• [Input for this task]:
--
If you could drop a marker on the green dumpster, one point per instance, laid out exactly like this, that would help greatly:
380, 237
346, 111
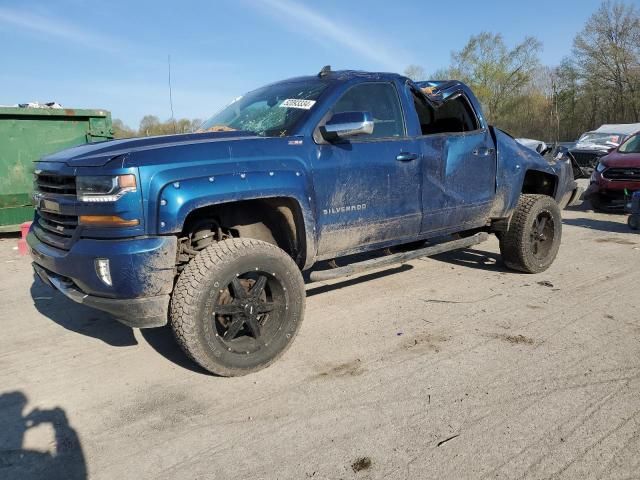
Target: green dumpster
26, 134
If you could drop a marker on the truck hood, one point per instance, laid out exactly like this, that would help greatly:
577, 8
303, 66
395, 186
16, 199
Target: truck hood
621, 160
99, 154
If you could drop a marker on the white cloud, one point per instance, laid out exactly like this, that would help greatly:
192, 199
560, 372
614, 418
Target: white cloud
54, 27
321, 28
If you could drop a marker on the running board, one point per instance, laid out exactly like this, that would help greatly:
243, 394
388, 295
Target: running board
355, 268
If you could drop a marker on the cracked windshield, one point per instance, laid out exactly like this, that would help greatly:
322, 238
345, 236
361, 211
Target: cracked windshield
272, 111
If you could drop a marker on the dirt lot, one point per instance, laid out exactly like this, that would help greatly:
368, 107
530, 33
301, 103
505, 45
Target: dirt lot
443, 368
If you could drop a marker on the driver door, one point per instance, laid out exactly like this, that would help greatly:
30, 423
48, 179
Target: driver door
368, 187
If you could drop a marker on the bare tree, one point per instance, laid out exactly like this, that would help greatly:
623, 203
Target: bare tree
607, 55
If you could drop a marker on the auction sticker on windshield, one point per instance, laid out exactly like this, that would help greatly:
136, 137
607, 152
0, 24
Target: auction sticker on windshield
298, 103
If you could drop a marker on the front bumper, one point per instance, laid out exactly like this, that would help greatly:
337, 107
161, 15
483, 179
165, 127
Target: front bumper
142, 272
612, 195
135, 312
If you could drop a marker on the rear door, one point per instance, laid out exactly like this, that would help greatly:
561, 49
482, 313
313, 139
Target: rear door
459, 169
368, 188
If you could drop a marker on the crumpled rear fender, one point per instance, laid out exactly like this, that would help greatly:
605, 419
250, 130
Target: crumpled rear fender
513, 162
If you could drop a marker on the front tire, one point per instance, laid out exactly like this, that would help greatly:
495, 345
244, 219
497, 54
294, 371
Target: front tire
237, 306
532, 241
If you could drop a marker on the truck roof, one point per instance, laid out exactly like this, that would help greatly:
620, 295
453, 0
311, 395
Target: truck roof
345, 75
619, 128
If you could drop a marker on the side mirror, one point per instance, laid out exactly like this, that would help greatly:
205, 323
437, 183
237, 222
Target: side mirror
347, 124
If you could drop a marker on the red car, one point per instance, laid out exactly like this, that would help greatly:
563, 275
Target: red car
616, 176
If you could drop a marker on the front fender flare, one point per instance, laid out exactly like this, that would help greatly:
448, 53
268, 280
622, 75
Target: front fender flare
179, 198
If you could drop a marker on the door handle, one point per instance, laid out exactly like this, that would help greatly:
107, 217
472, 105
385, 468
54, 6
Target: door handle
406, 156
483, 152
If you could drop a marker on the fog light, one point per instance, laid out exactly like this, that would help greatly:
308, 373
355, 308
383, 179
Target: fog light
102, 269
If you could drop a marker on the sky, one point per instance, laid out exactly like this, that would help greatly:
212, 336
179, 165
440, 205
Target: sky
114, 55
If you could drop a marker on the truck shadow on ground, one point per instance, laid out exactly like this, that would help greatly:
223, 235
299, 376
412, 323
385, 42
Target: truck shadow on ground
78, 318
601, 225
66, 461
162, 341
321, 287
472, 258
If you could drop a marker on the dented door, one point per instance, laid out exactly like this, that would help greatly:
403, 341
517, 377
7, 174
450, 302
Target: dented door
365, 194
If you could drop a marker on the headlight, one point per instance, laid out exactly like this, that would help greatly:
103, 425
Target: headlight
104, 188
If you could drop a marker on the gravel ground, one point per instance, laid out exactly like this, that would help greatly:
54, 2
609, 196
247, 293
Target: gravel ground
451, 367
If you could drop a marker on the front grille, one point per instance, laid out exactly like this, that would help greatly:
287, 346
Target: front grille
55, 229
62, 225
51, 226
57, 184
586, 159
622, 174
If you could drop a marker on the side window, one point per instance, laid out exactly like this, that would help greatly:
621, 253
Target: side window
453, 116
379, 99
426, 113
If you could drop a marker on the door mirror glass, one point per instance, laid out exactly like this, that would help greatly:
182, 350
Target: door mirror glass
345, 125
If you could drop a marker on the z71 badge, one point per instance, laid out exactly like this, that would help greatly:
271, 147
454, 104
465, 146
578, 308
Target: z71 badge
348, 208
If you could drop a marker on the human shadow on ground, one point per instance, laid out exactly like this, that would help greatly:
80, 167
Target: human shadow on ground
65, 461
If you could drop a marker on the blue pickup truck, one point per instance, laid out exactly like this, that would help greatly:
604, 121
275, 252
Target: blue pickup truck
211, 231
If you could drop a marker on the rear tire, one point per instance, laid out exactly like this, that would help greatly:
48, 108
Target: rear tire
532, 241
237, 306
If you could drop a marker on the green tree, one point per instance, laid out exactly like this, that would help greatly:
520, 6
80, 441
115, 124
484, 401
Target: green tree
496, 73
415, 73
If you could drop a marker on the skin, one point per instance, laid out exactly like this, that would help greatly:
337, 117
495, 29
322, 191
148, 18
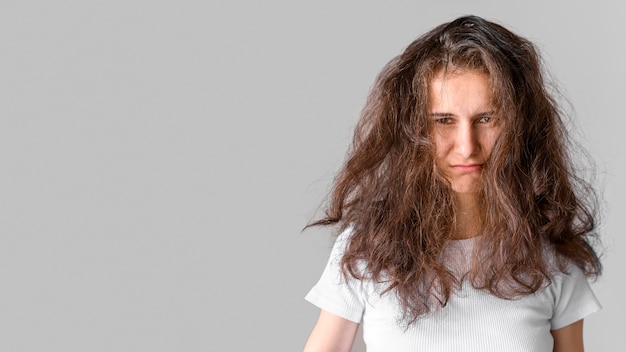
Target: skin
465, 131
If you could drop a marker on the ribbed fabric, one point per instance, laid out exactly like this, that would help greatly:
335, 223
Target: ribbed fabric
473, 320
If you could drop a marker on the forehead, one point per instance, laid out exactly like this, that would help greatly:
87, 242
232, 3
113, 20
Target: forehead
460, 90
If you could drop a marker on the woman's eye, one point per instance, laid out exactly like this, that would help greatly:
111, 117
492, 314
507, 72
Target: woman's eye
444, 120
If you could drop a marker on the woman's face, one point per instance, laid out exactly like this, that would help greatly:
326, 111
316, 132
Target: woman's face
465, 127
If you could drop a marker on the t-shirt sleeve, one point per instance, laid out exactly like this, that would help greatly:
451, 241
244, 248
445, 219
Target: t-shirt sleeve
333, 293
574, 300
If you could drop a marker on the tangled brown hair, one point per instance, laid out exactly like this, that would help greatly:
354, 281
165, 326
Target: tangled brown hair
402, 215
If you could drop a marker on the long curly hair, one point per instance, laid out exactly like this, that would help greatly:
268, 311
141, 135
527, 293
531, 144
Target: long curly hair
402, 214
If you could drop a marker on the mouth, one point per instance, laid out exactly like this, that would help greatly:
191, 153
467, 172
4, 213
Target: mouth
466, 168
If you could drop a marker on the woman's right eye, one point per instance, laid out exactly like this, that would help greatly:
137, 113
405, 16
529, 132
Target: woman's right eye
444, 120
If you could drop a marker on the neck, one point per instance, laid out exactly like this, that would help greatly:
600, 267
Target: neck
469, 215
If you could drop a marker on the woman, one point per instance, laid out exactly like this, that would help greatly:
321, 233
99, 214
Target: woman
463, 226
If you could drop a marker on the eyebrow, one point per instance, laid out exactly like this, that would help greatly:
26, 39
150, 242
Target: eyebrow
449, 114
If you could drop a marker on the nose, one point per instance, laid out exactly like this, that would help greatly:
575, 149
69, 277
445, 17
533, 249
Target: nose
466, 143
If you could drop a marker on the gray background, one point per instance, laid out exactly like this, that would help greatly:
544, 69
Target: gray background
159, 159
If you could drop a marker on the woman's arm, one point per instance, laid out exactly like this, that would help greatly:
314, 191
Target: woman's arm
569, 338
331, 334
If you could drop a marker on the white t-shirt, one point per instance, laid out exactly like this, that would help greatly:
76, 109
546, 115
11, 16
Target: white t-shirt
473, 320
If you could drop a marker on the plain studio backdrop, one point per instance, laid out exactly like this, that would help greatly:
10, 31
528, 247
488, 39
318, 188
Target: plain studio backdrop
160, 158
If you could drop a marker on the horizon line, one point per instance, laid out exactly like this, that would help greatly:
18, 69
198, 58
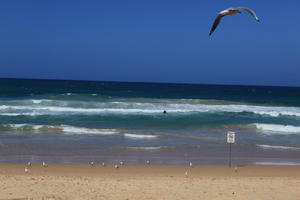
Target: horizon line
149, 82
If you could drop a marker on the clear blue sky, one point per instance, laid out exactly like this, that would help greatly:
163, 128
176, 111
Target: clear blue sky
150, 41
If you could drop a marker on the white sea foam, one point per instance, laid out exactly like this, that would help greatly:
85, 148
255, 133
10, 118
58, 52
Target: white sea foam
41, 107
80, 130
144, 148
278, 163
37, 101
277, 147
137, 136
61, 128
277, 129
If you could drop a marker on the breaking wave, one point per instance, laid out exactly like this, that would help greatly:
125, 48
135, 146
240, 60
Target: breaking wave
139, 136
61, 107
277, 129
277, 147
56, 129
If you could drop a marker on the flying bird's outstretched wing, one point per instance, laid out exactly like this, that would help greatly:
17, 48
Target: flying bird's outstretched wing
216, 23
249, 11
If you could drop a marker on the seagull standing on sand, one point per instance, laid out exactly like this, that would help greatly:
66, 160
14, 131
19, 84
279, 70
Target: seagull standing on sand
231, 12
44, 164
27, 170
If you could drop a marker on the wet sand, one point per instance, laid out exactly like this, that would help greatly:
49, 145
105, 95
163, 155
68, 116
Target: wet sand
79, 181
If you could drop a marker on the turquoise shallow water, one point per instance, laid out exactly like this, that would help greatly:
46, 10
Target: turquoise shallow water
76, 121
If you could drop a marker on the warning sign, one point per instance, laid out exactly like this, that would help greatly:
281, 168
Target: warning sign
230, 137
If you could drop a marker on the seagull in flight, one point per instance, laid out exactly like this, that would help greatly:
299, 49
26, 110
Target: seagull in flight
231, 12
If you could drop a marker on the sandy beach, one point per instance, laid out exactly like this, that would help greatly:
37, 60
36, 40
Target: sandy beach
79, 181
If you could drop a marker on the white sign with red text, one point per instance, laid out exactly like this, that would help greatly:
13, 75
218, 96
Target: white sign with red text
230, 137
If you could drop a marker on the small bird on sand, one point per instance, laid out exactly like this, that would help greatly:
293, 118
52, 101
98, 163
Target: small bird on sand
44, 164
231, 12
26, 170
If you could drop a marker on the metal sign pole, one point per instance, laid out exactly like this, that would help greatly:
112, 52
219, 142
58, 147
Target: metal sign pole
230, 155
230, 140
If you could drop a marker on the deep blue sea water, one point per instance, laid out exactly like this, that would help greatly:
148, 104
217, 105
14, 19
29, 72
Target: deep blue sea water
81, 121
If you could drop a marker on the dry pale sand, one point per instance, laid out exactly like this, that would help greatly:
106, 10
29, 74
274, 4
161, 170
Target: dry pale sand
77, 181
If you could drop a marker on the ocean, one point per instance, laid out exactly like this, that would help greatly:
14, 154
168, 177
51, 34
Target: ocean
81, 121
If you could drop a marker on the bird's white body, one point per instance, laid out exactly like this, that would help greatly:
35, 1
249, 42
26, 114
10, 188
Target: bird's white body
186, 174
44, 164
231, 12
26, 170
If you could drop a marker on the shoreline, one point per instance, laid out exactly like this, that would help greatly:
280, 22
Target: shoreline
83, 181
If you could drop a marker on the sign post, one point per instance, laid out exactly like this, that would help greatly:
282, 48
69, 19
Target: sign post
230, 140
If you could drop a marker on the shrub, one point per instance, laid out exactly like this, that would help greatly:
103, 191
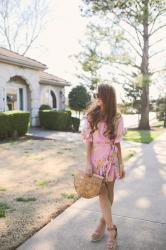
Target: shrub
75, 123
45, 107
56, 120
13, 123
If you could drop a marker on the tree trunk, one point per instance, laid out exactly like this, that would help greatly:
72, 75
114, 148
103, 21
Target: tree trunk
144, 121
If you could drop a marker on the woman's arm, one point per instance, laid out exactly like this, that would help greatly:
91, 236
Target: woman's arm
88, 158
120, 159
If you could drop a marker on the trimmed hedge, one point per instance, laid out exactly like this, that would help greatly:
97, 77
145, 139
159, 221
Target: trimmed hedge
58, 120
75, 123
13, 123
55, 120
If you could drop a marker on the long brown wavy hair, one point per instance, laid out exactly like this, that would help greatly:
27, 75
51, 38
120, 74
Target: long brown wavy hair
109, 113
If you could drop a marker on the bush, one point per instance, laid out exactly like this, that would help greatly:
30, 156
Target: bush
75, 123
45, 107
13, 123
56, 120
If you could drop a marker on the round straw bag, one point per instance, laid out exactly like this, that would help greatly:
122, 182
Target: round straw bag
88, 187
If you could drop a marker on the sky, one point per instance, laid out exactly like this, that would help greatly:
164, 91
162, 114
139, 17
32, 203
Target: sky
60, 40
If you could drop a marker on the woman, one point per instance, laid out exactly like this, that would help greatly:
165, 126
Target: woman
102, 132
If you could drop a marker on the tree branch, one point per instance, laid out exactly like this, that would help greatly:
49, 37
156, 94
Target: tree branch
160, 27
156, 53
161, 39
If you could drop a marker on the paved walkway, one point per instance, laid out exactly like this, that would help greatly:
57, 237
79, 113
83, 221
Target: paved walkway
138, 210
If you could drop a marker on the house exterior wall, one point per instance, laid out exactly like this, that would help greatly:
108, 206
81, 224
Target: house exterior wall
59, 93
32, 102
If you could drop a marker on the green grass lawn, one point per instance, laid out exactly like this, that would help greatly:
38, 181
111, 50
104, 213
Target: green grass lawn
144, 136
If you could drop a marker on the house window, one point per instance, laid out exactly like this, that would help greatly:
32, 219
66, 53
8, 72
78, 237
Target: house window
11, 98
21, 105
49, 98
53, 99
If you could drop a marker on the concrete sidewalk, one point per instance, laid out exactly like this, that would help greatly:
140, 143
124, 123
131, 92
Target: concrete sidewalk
--
• [Task instructions]:
The answer must be every line of the entries that includes the word "sidewalk".

• [Result]:
If you could drop a marker on the concrete sidewalk, one point per instance, laid out exactly like this, that would help greatly:
Target: concrete sidewalk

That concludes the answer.